(Position annotation rows)
▬▬▬▬▬▬▬▬▬▬

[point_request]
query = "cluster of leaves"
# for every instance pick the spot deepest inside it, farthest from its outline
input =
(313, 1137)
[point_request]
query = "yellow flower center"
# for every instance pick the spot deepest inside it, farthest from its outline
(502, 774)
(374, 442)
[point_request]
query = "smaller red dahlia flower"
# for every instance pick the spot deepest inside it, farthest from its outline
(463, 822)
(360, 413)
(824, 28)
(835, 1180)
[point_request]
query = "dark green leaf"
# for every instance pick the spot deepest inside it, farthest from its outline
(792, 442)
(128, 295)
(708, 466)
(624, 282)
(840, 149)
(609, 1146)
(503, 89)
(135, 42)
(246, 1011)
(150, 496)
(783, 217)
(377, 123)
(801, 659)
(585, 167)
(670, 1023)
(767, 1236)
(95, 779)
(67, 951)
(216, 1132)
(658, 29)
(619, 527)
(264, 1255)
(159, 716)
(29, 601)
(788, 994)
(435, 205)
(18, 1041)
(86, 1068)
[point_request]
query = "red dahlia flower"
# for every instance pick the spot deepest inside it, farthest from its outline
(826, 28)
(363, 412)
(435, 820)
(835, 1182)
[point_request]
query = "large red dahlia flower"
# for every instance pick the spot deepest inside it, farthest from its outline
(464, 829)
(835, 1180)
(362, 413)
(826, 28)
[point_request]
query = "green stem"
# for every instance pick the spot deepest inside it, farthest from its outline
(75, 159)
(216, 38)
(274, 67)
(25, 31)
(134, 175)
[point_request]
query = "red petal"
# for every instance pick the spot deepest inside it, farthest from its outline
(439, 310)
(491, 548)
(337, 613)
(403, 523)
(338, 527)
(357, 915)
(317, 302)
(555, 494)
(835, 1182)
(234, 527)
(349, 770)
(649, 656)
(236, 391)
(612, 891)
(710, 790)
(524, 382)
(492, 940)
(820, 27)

▬▬▬▬▬▬▬▬▬▬

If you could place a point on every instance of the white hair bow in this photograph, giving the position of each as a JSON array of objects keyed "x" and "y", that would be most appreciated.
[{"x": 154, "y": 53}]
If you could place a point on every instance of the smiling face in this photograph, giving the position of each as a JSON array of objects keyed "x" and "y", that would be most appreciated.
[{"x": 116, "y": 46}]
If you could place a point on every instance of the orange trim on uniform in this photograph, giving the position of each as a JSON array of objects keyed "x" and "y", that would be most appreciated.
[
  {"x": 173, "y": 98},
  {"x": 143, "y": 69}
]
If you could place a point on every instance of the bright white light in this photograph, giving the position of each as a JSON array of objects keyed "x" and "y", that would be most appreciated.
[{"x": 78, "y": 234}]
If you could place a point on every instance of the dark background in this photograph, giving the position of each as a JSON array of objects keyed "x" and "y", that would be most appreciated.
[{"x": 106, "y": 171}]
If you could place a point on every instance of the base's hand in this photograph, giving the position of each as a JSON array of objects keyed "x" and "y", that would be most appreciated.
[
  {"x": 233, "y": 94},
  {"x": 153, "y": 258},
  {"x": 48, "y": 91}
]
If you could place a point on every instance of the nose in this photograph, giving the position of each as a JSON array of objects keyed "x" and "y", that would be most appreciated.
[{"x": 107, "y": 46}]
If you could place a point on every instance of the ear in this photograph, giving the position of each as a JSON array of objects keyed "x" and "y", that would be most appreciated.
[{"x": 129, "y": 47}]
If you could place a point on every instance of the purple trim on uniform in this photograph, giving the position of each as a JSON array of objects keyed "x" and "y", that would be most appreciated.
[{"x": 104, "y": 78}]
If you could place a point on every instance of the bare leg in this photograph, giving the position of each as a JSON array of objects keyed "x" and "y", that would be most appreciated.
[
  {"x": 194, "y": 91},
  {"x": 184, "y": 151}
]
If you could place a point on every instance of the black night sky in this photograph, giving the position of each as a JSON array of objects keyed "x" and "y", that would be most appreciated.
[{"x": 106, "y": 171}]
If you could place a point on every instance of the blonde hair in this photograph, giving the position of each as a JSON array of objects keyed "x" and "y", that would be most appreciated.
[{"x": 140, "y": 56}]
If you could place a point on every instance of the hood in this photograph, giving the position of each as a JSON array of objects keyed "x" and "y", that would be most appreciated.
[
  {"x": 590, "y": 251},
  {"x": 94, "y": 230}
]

▬▬▬▬▬▬▬▬▬▬

Exercise aim: List every line of the rows above that contains the word "flower", treating uppercase and lowercase as distinct.

Answer for the task:
query = "yellow flower center"
query = "smaller red dahlia flower"
query = "red dahlia flower"
query = "large red dahlia flower"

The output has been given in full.